(Stored data entries)
:::::
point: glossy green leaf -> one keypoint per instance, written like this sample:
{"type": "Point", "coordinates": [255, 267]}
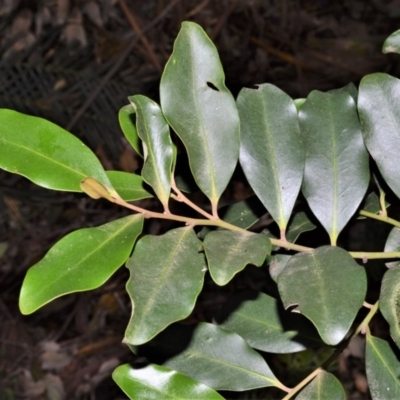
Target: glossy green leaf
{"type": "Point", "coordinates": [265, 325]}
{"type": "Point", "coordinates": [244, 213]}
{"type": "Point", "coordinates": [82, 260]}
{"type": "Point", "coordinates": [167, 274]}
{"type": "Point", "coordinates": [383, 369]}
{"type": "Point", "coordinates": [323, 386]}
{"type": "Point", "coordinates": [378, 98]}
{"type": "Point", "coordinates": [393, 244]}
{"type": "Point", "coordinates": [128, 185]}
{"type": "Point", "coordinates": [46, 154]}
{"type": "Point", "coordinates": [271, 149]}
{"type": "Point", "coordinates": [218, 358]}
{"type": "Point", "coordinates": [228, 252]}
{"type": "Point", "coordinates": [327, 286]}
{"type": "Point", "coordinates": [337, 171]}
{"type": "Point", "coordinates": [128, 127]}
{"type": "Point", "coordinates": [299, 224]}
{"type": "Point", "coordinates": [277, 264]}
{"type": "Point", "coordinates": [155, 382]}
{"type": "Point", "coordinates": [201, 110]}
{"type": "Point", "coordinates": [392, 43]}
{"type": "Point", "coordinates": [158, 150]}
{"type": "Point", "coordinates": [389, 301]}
:::::
What the task requires. The answer must be an exact copy of the records, with no pictures in it.

Task response.
point: glossy green leaf -> one keypoint per instance, written like this sample:
{"type": "Point", "coordinates": [255, 267]}
Target: glossy green leaf
{"type": "Point", "coordinates": [265, 325]}
{"type": "Point", "coordinates": [244, 213]}
{"type": "Point", "coordinates": [82, 260]}
{"type": "Point", "coordinates": [167, 274]}
{"type": "Point", "coordinates": [383, 369]}
{"type": "Point", "coordinates": [323, 386]}
{"type": "Point", "coordinates": [378, 98]}
{"type": "Point", "coordinates": [393, 244]}
{"type": "Point", "coordinates": [128, 185]}
{"type": "Point", "coordinates": [46, 154]}
{"type": "Point", "coordinates": [271, 149]}
{"type": "Point", "coordinates": [218, 358]}
{"type": "Point", "coordinates": [228, 252]}
{"type": "Point", "coordinates": [327, 286]}
{"type": "Point", "coordinates": [337, 171]}
{"type": "Point", "coordinates": [128, 127]}
{"type": "Point", "coordinates": [299, 224]}
{"type": "Point", "coordinates": [277, 264]}
{"type": "Point", "coordinates": [155, 382]}
{"type": "Point", "coordinates": [201, 110]}
{"type": "Point", "coordinates": [392, 43]}
{"type": "Point", "coordinates": [158, 150]}
{"type": "Point", "coordinates": [389, 301]}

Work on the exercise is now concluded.